--- Items ---
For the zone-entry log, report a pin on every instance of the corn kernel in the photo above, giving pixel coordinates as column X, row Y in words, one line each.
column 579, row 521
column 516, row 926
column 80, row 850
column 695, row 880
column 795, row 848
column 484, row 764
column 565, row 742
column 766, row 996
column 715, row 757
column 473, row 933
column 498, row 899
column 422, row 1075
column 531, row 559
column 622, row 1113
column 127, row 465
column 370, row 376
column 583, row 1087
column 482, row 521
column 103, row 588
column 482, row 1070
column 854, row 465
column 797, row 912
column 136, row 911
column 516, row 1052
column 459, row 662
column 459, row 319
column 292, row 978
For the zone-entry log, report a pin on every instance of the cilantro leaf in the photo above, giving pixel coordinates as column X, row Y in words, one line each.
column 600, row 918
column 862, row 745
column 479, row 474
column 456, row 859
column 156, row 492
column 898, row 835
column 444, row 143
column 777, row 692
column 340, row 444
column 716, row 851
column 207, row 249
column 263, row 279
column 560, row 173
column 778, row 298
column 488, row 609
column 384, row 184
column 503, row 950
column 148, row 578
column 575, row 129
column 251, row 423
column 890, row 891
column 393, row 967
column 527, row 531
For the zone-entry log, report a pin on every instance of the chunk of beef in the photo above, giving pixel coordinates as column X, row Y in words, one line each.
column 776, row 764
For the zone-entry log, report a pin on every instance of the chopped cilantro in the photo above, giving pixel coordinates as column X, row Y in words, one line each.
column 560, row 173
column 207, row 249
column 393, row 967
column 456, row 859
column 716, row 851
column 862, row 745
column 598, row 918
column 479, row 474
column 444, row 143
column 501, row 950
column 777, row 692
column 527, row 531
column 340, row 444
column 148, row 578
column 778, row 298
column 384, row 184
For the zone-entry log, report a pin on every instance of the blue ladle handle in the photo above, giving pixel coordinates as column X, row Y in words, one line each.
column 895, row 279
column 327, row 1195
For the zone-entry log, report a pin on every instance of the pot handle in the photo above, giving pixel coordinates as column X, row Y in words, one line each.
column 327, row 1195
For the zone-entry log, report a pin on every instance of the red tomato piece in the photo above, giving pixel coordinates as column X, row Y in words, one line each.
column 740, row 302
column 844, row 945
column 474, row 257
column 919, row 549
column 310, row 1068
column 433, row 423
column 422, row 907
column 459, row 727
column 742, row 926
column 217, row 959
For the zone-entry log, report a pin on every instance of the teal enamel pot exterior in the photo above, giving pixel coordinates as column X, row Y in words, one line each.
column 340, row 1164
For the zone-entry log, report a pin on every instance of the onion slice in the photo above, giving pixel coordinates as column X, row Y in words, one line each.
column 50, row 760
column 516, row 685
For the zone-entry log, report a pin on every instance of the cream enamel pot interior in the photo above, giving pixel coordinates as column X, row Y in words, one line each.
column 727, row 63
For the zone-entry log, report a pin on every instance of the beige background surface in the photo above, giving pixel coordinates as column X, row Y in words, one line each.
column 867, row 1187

==

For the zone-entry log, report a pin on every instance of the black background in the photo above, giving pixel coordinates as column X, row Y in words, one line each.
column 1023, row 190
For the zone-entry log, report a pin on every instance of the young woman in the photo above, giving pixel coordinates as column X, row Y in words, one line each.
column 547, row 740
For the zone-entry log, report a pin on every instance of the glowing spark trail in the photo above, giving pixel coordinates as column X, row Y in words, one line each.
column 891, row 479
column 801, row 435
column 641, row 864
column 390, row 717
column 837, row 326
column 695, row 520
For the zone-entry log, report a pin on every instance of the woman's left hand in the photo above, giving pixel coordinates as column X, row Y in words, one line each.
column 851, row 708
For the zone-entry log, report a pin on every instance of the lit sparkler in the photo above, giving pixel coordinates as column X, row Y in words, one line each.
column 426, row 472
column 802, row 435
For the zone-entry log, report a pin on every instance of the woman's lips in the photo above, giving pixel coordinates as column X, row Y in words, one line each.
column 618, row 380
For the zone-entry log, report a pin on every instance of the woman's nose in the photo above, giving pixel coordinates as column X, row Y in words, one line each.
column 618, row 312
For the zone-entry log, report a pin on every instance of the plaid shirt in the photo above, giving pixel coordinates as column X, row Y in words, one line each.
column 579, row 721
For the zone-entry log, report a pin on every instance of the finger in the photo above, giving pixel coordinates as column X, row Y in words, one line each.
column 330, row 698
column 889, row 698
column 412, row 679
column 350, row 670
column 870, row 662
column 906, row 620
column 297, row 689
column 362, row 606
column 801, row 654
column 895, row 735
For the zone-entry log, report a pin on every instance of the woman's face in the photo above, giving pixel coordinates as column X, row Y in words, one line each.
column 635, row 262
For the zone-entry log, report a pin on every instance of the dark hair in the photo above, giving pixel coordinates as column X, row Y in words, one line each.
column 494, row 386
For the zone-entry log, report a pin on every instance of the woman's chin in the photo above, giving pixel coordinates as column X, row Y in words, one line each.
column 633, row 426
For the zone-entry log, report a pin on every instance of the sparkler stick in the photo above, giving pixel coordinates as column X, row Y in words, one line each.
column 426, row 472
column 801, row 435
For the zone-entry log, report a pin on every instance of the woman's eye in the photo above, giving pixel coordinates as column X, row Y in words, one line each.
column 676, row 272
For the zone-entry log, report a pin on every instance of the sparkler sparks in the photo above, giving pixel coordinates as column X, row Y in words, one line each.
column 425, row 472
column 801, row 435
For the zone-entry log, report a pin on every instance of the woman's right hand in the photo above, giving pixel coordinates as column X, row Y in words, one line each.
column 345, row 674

--- What you need to do ---
Lay out everything in the material above from the line containing "of the young" down to the line containing "column 895, row 735", both lines included, as a Markdown table with the columns Row and Entry. Give each line its own numbered row and leave out blank lines.

--- Result of this task ---
| Row | Entry |
|---|---|
| 1 | For the zone-entry log, report a pin on every instance of the young woman in the photo above, giving pixel coordinates as column X, row Y in words, one line each. |
| 2 | column 547, row 740 |
| 3 | For the zone-entry log, report a pin on every instance of the glowing spark trail in the photo above, giving pixel coordinates as column X, row Y in words, one line each. |
| 4 | column 891, row 479 |
| 5 | column 801, row 435 |
| 6 | column 641, row 864 |
| 7 | column 390, row 717 |
| 8 | column 837, row 326 |
| 9 | column 695, row 520 |
| 10 | For the zone-entry log, report a pin on every instance of the woman's left hand in the photo above, giving pixel coordinates as column X, row Y in words, one line each. |
| 11 | column 851, row 708 |
| 12 | For the zone-entry log, report a pin on every instance of the lit sparkler in the photo above, giving pixel coordinates as column X, row Y in words, one line each. |
| 13 | column 426, row 472 |
| 14 | column 802, row 435 |
| 15 | For the zone-entry log, report a pin on every instance of the woman's lips in the photo above, giving pixel coordinates as column X, row Y in words, one line each. |
| 16 | column 618, row 380 |
| 17 | For the zone-entry log, report a pin on every instance of the woman's nose in the photo above, giving pixel coordinates as column X, row Y in words, one line each. |
| 18 | column 618, row 312 |
| 19 | For the zone-entry log, report a pin on every instance of the plaid shirt in the photo above, giving pixel coordinates as column X, row Y in words, one line each. |
| 20 | column 579, row 721 |
| 21 | For the zone-entry log, report a pin on every instance of the finger in the photo above, giving pixel coordinates as column X, row Y in words, one line each. |
| 22 | column 330, row 698 |
| 23 | column 889, row 698 |
| 24 | column 412, row 679 |
| 25 | column 350, row 670 |
| 26 | column 870, row 662 |
| 27 | column 906, row 620 |
| 28 | column 297, row 689 |
| 29 | column 362, row 606 |
| 30 | column 801, row 654 |
| 31 | column 895, row 735 |